Your goal:
The lines to be copied run from the one containing "of the porthole." to the end of the material below; reproduce them exactly, including both ends, and nothing more.

Task material:
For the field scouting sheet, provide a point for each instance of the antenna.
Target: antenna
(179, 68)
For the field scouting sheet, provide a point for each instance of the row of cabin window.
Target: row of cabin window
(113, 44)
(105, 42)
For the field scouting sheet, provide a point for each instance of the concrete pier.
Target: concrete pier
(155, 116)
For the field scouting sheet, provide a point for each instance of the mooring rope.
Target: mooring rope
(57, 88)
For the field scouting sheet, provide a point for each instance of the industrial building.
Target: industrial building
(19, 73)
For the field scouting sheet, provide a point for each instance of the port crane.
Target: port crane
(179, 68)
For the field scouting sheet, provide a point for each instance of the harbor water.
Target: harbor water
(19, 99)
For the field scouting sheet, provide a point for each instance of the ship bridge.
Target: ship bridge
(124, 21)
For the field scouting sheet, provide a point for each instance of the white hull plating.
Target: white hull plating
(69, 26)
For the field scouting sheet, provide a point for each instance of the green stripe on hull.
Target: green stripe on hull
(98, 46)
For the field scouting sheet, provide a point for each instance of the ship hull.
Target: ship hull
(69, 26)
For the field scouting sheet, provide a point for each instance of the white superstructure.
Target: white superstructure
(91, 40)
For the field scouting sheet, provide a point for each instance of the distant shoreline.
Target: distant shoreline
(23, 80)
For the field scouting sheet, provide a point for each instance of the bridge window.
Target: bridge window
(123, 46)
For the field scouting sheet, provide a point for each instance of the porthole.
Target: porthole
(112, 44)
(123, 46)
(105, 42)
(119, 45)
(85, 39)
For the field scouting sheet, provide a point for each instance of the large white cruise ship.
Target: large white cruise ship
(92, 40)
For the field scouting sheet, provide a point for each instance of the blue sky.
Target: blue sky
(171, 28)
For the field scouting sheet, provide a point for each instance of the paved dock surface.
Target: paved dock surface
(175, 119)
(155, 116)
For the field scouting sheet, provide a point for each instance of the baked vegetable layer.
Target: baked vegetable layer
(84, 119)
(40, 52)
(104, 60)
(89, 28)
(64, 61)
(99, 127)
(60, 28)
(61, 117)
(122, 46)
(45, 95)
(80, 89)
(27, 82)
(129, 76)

Result of this task:
For the field scouting sheet, provide a point for each instance of the porthole.
Target: porthole
(112, 44)
(123, 46)
(105, 42)
(119, 45)
(85, 39)
For the field scouting sheet, provide a point for each instance of the large white cruise ship.
Target: large white cruise ship
(92, 40)
For the field scouting sheet, provide a point for each instance of the blue sky.
Target: blue sky
(171, 28)
For the field scouting sheet, provide a point for each instance of the paved dock surface.
Target: paved dock surface
(175, 119)
(155, 116)
For the field scouting sheet, provide a point for each instance of the baked vegetable layer.
Target: baked vegetable layer
(84, 119)
(40, 52)
(104, 60)
(89, 28)
(64, 61)
(99, 127)
(60, 28)
(61, 117)
(122, 46)
(45, 95)
(80, 89)
(27, 82)
(129, 76)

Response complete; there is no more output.